■ **WHAT YOU NEED TO DO**
Please extract the lines of the listing below word for word, starting at the line that contains "Target = man's short haircut" and ending at the last line of the listing.

** Start of AVAILABLE DATA **

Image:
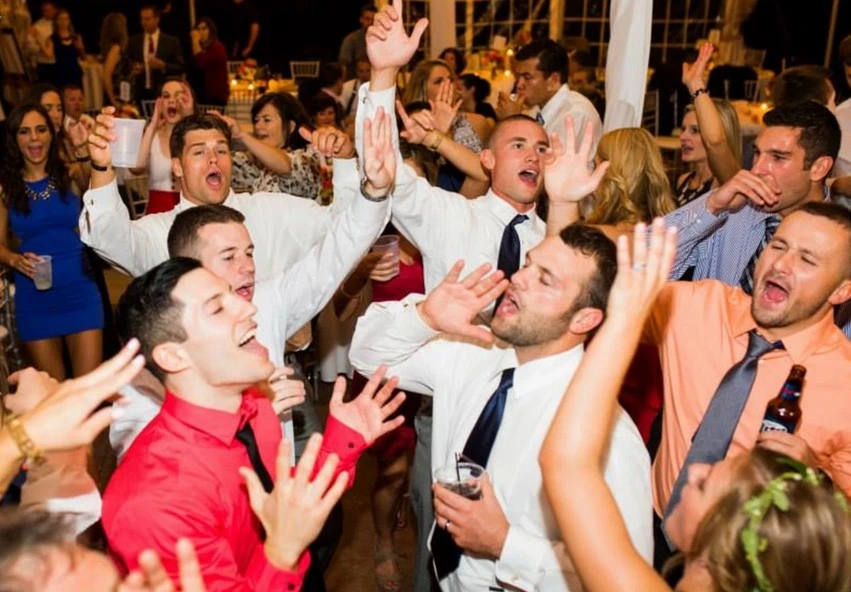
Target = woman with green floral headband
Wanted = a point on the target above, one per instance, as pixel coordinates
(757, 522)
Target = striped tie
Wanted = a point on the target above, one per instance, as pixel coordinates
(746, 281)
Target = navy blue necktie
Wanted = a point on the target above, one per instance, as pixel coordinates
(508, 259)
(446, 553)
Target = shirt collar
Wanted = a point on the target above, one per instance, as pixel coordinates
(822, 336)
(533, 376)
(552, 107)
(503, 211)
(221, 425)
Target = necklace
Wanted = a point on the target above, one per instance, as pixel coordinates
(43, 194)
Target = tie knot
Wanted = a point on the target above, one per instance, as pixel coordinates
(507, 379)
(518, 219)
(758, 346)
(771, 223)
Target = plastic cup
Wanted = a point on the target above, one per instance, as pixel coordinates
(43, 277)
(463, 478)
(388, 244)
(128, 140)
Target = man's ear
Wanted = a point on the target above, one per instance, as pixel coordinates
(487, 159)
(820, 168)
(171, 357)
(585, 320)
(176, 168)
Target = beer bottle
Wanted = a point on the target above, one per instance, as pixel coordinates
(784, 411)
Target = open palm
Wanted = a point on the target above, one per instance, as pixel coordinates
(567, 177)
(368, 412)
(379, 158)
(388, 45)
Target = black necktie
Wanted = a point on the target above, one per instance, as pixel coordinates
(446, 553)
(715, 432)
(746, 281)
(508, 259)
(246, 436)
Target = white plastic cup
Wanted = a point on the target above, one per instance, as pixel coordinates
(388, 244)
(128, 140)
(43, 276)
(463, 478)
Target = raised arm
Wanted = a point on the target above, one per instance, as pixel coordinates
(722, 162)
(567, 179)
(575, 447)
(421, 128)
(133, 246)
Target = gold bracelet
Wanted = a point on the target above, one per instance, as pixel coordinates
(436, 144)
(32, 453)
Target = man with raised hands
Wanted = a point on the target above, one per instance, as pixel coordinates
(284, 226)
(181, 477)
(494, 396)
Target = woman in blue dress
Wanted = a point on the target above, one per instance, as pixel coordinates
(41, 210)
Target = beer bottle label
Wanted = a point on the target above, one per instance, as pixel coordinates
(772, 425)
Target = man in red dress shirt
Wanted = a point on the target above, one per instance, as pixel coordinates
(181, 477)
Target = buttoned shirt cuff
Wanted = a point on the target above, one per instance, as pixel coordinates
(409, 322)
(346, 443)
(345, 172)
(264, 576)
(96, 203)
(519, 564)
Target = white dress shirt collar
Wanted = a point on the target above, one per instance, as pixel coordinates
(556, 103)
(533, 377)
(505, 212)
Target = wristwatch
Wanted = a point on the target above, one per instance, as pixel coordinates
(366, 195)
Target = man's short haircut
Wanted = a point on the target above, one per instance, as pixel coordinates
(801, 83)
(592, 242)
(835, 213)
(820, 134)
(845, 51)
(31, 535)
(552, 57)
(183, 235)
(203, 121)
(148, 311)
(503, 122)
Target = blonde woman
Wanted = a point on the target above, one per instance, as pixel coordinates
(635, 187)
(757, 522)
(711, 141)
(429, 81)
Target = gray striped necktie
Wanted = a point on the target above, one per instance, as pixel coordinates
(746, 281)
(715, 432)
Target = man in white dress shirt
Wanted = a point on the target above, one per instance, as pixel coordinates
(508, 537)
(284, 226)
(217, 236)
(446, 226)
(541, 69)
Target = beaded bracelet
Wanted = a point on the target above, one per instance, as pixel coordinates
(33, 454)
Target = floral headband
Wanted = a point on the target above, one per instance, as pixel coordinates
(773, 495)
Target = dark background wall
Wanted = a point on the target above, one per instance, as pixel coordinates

** End of AVAILABLE DATA **

■ **SOLUTION FOR THIS TASK**
Target = man's short haircut
Wanted = a point on the target above, one per instance, as pixel coordinates
(801, 83)
(592, 242)
(835, 213)
(820, 134)
(845, 51)
(31, 535)
(552, 57)
(183, 235)
(203, 121)
(148, 311)
(503, 122)
Target = blonde woman
Wanted = a point on the target above, one per instance, as pixel coordinates
(635, 187)
(757, 522)
(711, 141)
(429, 81)
Target = gray striped necktie
Wanted = a point on the target above, one per instance, as pixel coordinates
(746, 281)
(715, 432)
Target = man in white dress shirt
Wanted = a point on the target above, one per instance, as pixel coordinates
(508, 537)
(284, 226)
(217, 236)
(446, 226)
(541, 69)
Target = beaded bracelet
Wanted = a point on the target above, one per instance, as pixel coordinates
(33, 454)
Target = floral headband
Wanted = a point on the target above, one per instance, as pixel coordinates
(773, 495)
Target = dark background wall
Wanted = a point on the target above, one per instance, as pixel coordinates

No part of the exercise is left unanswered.